(Extracted data entries):
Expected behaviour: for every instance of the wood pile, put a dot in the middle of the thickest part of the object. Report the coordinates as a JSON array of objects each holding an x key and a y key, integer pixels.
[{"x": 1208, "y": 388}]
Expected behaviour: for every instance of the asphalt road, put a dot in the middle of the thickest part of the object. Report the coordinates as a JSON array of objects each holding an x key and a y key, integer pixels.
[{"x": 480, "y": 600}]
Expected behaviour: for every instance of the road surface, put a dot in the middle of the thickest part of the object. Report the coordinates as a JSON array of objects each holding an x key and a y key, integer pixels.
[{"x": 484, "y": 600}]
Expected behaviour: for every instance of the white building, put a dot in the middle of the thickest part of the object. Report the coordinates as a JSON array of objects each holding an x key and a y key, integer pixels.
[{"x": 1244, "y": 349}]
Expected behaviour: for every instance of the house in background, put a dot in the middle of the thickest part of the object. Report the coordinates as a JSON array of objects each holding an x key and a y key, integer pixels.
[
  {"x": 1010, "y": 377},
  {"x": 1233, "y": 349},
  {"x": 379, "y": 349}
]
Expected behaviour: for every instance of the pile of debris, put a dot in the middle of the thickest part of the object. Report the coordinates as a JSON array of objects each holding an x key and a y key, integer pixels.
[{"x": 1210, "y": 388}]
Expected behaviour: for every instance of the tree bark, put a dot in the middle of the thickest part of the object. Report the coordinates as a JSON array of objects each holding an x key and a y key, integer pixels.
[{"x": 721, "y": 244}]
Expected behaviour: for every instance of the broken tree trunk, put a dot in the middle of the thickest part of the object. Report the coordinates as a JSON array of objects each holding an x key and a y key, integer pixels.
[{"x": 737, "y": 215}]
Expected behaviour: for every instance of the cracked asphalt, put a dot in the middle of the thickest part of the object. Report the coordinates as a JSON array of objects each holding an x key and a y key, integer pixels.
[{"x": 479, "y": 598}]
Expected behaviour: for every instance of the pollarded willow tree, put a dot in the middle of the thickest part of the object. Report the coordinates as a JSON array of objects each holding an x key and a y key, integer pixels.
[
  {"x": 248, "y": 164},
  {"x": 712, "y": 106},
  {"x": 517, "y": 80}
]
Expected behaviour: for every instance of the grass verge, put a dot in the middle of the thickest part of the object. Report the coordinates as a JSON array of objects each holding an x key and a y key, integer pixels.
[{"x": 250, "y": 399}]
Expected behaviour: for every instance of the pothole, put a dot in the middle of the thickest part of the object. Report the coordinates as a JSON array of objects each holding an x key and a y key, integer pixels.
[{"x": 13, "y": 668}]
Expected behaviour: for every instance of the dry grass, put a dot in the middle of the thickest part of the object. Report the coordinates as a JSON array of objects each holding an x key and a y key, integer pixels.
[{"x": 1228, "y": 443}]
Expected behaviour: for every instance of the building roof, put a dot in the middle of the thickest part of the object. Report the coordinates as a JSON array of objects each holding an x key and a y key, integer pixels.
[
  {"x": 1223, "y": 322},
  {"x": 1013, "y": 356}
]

(Problem statement): Each record above should be transcribed exactly.

(Your solution):
Expected behaviour: for every instance of the wood pile, put a dot in the middle of the thickest part of the object. Report the coordinates as a JSON array of objects each holding an x key and a y key, integer pixels.
[{"x": 1208, "y": 388}]
Expected behaviour: for every instance of the asphalt road, put a dot in the middle of the thickest part of the object. Report the coordinates as a JSON array of objects each holding an x key and a y key, integer pixels.
[{"x": 480, "y": 600}]
Expected behaviour: for every instance of the road surface, put a dot in the middle of the thickest part of the object. Report the coordinates as a JSON array of objects each holding an x key and a y key, integer pixels.
[{"x": 484, "y": 600}]
Expected behaviour: for every instance of the white building, put a dot in the middle of the thickest part of the object. Report the coordinates as a JSON array of objects each holding an x key and a y key, integer pixels.
[{"x": 1244, "y": 349}]
Expected behaviour: for every instance of the house in background, put a dot in the middle of the thickest part of the object. Report the coordinates as a JSON array of objects each holding an x key and a y key, integer pixels.
[
  {"x": 1010, "y": 377},
  {"x": 1233, "y": 349},
  {"x": 379, "y": 349}
]
Expected behaviour: for every instance of the pile of debris, put a dot in the middle of the thickest part of the object. Report the coordinates as a JSON array of objects each holding an x key and a y key, integer pixels.
[{"x": 1210, "y": 388}]
Expected behaviour: for every instance of the tree bark, put a dot in the middle of the thickest part of the object. Report the coordinates as a JSON array of objects each holding an x key and a y key, integer pixels.
[{"x": 721, "y": 244}]
Expected behaviour: for every instance of the broken tree trunk, put a dot in the middle of the thickest part of the object. Report the coordinates as a JSON array of objects each holding an x key and a y key, integer pixels.
[{"x": 737, "y": 215}]
Expected behaviour: for every instance of the cracked asphalt, put a dot in the middle of the thickest part of the object. Report the coordinates as a JSON array of objects each holding an x key and a y key, integer pixels.
[{"x": 479, "y": 598}]
Expected behaviour: for every instance of the pollarded willow tree, put a dot in the middle of the thickest part of the object. Report the coordinates as a JSON array of objects each holding an x key and a y key, integer pixels.
[
  {"x": 248, "y": 164},
  {"x": 712, "y": 106},
  {"x": 517, "y": 80}
]
Expected behaviour: for every instance of the grass verge, put a dot in the middle of the thickest part of the object. Report the coordinates as a JSON array of objects each holding an x key and a y key, integer pixels.
[{"x": 250, "y": 399}]
Expected behaviour: for every instance of the pothole, put a dot in the middle of the thickest part of the object. Report the coordinates as a JSON array of objects each holding an x key and a y key, integer pixels.
[{"x": 13, "y": 668}]
Expected behaviour: for every instance of the dry grass, put a dot in the middle of the thickest part of the object. Report the coordinates as a JSON array of objects each holding an x key and a y key, integer pixels.
[{"x": 1228, "y": 443}]
Expected behaviour: for every instance of the building roof, put a dot in the middle of the thickest part of the object. Report the coordinates as a JSON array of objects each holding an x key and a y key, integer pixels.
[
  {"x": 1223, "y": 322},
  {"x": 1013, "y": 356}
]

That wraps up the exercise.